**REQUIREMENT 1:**
Edit the rows from the line that has "Outline every instance of the <item>wheel" through the last row, changing "example" to "sample" and leaving everything else as it is. Give only those edited lines.

**EXTRACT TO READ:**
***
The PRISM Source Vocabulary (PSV) Specification, defines a framework of robust metadata elements and controlled vocabularies that can be used to configure federated source content / rich media repositories. Metadata fields and values used in this specification are drawn from the IDEAlliance PRISM 3.0 Metadata and Controlled Vocabulary Specifications. In order to future-proof content, nextPub recommends encoding content using HTML5 tagging enhanced with PRISM-based class semantics.

About the PRISM Source Vocabulary (PSV)

When designing the PRISM Source Vocabulary, the nextPub Working Group was committed to build on existing publishing infrastructures. This meant basing our work on the PRISM (Publishing Requirements for Industry Standard Metadata) Specification which is already in wide use by design-based publishers. Since most major magazine publishers have implemented today's publishing systems based on this robust IDEAlliance metadata specification, it was deemed to be the ideal starting point to build on for the future.

nextPub was also committed to leveraging emerging technologies. Most of the current publishing systems based on PRISM use an XHTML-based content coding scheme that publishers to deliver content to aggregators. But the nextPub Working Group found great limitations in remaining with XHTML and great opportunity to move to HTML5, a semantically-based Vocabulary for HTML and XML /[HTML5/]. HTML5, working in conjunction with CSS3 and JS, provided the support for rich media and interactivity that design-based publishers require for the future.

While some from the content-based publishing world may question the use of HTML5 for encoding magazine article content based on what they view as a limited functionality due to the high degree of structural flexibility and limited hierarchy of HTML5, it is that very flexibility plus the ability to carry semantics on any structure tag that makes HTML5 a perfect fit for design-based content. Because of the high variability of content developed as part of a creative design process, the magic of the dynamic c5 ontent architecture is in the metadata not in the XML structured tagging. In addition PSV adds PRISM semantics to the HTML5 to enhance functionality.

A Flexible Framework

Another principle behind the design of PSV was the requirement for flexibility. Each publisher has their own business models and publishing strategies. So a single, rigidly defined framework will not work for anyone. Rather, the PSV design provides a framework and the building blocks required to implement a dynamic publishing system that can easily be tailored for the business requirements of each publisher. By selecting appropriate PSV metadata building blocks, a publisher can build a federated digital content repository that satisfies their unique business requirements and strategies. And the publisher is free to use any conformant HTML5 to semantically encode source content.

PSV's modular design provides the building blocks for a publisher to implement a dynamic, cross-platform publishing system. PSV can easily be tailored for the business requirements of each publisher. Blocks shown in dark colors are required. These blocks are minimal and include a unique ID for the content object, a specification of the content type (or object type) and of course the HTML5-encoded content.
***
**REQUIREMENT 2:**
From the passage on the PRISM Source Vocabulary, copy word for word the stretch that begins at the words "While some from" and stops after "to enhance functionality.".
***
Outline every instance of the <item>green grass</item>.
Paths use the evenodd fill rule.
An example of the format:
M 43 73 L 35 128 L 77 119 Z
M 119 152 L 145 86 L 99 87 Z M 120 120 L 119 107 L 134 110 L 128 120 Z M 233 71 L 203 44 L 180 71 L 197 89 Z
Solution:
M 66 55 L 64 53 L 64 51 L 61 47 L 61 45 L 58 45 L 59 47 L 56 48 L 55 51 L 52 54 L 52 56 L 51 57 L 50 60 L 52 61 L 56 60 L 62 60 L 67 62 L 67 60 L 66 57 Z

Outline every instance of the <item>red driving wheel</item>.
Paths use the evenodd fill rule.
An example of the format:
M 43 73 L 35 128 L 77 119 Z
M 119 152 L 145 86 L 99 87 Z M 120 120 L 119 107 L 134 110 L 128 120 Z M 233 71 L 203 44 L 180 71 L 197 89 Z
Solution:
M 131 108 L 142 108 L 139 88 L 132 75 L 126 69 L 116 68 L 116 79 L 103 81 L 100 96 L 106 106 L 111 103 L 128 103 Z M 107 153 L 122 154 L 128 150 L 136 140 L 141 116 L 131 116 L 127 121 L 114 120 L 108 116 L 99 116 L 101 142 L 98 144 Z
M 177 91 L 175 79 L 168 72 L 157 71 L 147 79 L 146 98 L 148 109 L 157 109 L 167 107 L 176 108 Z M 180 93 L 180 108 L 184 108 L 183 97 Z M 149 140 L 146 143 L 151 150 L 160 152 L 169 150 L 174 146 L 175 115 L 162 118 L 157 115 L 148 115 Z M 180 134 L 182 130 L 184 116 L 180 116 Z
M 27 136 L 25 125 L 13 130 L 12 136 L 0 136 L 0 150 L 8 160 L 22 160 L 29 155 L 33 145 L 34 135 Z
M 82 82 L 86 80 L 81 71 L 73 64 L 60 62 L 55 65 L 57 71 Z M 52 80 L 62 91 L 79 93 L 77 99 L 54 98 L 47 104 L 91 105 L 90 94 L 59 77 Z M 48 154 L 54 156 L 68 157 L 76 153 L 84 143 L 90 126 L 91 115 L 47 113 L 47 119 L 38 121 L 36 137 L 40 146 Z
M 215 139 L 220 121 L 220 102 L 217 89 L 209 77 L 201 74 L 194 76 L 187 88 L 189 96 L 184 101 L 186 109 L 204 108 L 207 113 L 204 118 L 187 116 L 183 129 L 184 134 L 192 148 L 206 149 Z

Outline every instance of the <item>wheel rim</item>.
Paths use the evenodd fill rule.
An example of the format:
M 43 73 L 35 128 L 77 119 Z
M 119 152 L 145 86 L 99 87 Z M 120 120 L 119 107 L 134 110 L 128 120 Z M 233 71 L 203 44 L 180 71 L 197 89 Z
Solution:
***
**FINAL RESULT 1:**
Outline every instance of the <item>wheel rim</item>.
Paths use the evenodd fill rule.
An sample of the format:
M 43 73 L 35 128 L 77 119 Z
M 119 152 L 145 86 L 99 87 Z M 120 120 L 119 107 L 134 110 L 128 120 Z M 233 71 L 203 44 L 180 71 L 197 89 Z
Solution:

**FINAL RESULT 2:**
While some from the content-based publishing world may question the use of HTML5 for encoding magazine article content based on what they view as a limited functionality due to the high degree of structural flexibility and limited hierarchy of HTML5, it is that very flexibility plus the ability to carry semantics on any structure tag that makes HTML5 a perfect fit for design-based content. Because of the high variability of content developed as part of a creative design process, the magic of the dynamic c5 ontent architecture is in the metadata not in the XML structured tagging. In addition PSV adds PRISM semantics to the HTML5 to enhance functionality.